## EXERCISE INPUTS
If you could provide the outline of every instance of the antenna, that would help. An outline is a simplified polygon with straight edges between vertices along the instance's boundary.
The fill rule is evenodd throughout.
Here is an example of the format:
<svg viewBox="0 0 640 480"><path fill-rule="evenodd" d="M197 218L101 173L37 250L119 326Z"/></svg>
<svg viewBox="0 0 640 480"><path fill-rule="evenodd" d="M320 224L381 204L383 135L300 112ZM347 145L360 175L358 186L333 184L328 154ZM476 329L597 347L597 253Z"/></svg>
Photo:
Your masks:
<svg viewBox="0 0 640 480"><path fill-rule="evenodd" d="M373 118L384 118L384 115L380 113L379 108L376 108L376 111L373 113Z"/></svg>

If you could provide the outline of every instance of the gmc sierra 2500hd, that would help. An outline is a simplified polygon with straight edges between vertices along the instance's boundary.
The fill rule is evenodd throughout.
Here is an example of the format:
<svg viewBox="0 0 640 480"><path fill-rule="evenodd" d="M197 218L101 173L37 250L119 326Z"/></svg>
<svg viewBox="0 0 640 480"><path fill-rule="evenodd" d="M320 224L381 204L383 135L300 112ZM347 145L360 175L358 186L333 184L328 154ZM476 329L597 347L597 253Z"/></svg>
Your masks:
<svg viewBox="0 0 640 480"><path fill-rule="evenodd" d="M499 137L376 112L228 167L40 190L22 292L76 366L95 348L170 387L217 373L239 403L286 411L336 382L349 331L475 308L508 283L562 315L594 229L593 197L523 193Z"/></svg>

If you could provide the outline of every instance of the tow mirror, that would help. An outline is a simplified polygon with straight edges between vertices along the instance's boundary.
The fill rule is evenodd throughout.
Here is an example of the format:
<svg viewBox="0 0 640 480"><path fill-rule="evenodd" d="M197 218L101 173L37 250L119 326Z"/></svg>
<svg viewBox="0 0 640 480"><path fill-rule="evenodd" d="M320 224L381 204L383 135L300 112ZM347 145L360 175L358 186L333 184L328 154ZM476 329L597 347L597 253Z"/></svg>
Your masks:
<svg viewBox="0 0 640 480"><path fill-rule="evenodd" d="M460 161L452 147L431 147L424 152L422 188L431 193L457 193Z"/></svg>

## TASK
Your answer must consist solely of the lines from the top of the entries above through the line containing "the gmc sierra", copied exactly, both ends included.

## COMPLETED TASK
If you could provide the outline of every instance of the antenna, that would help. An outline is a simplified polygon with straight edges between vertices along the instance's boundary.
The fill rule is evenodd throughout.
Here is an example of the format:
<svg viewBox="0 0 640 480"><path fill-rule="evenodd" d="M197 218L101 173L37 250L119 326Z"/></svg>
<svg viewBox="0 0 640 480"><path fill-rule="evenodd" d="M320 224L381 204L383 135L300 112ZM347 145L360 175L358 186L333 184L328 154ZM476 329L597 347L597 253Z"/></svg>
Photo:
Your masks:
<svg viewBox="0 0 640 480"><path fill-rule="evenodd" d="M373 118L384 118L384 115L380 113L379 108L376 108L376 111L373 113Z"/></svg>

If you could provide the outline of every instance of the gmc sierra 2500hd, that would help. An outline is a simplified polygon with straight edges between vertices along the instance's boundary.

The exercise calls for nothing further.